» **ASSIGNMENT**
Using the entries that follow, write out the line containing "Target: muddy floodwater", the line containing "[locate] stone (give", and every line between them, exactly and nothing else.

START RECORDS FOR THE TASK

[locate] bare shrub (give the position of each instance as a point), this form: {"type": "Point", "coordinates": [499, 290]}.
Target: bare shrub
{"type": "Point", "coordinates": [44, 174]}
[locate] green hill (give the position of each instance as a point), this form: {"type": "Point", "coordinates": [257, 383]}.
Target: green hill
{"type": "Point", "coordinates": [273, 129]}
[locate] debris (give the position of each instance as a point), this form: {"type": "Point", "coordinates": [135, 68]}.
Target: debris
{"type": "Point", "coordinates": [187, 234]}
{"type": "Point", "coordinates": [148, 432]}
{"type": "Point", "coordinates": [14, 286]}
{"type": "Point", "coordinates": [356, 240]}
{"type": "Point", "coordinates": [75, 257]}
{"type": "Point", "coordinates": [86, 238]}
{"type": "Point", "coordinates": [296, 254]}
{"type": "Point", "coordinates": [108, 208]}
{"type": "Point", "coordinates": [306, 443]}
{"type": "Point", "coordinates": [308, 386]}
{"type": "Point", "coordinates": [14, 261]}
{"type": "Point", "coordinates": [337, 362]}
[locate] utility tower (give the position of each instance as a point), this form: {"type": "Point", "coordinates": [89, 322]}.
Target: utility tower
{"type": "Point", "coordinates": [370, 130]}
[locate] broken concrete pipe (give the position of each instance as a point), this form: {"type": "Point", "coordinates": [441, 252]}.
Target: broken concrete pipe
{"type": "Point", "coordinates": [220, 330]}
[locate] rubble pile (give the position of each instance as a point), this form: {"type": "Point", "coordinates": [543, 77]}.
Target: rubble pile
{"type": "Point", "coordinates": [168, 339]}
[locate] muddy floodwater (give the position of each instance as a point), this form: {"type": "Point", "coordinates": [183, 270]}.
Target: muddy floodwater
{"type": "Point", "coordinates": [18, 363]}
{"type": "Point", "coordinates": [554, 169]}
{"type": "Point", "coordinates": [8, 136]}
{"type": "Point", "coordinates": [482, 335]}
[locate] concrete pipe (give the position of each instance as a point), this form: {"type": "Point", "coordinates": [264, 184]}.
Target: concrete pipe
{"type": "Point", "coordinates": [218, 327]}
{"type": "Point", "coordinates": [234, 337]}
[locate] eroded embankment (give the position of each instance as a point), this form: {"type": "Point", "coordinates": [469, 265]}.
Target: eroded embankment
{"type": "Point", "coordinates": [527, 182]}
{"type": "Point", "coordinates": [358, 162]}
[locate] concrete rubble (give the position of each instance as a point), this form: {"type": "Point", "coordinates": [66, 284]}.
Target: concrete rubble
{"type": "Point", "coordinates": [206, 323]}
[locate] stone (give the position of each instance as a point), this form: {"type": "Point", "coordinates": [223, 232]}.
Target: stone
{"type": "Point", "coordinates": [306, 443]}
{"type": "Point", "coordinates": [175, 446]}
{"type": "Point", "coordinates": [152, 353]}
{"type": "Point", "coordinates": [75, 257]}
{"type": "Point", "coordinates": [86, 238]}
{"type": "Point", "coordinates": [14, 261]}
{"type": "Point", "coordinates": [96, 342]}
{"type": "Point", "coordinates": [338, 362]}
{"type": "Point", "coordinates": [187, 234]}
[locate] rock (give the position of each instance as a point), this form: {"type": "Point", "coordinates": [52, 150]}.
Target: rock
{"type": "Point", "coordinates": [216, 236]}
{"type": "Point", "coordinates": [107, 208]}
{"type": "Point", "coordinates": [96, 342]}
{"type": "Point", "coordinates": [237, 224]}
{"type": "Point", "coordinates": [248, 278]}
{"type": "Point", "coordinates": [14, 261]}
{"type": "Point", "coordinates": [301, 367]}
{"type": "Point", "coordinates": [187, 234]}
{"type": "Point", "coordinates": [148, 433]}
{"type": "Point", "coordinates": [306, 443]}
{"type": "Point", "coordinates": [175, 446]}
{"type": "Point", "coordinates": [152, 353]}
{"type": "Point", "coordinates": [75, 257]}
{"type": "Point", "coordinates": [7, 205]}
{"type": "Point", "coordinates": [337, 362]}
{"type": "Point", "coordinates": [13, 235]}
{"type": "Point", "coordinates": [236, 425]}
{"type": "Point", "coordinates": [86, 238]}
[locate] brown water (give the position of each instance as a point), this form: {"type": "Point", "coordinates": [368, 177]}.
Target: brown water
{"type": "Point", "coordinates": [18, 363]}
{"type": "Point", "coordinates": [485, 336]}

END RECORDS FOR THE TASK

» **OUTPUT**
Target: muddy floodwater
{"type": "Point", "coordinates": [18, 363]}
{"type": "Point", "coordinates": [554, 169]}
{"type": "Point", "coordinates": [8, 136]}
{"type": "Point", "coordinates": [482, 335]}
[locate] concrete pipe (give the position of each instance as a point), this form: {"type": "Point", "coordinates": [264, 184]}.
Target: concrete pipe
{"type": "Point", "coordinates": [218, 327]}
{"type": "Point", "coordinates": [234, 337]}
[locate] eroded embankment (give the position of each instance as a point), this form: {"type": "Point", "coordinates": [469, 265]}.
Target: eroded embankment
{"type": "Point", "coordinates": [527, 182]}
{"type": "Point", "coordinates": [358, 162]}
[locate] concrete rubble (give the position of each instance as a point), this form: {"type": "Point", "coordinates": [66, 284]}.
Target: concrete rubble
{"type": "Point", "coordinates": [206, 323]}
[locate] stone (give the position of each instance as a point), this form: {"type": "Point", "coordinates": [223, 232]}.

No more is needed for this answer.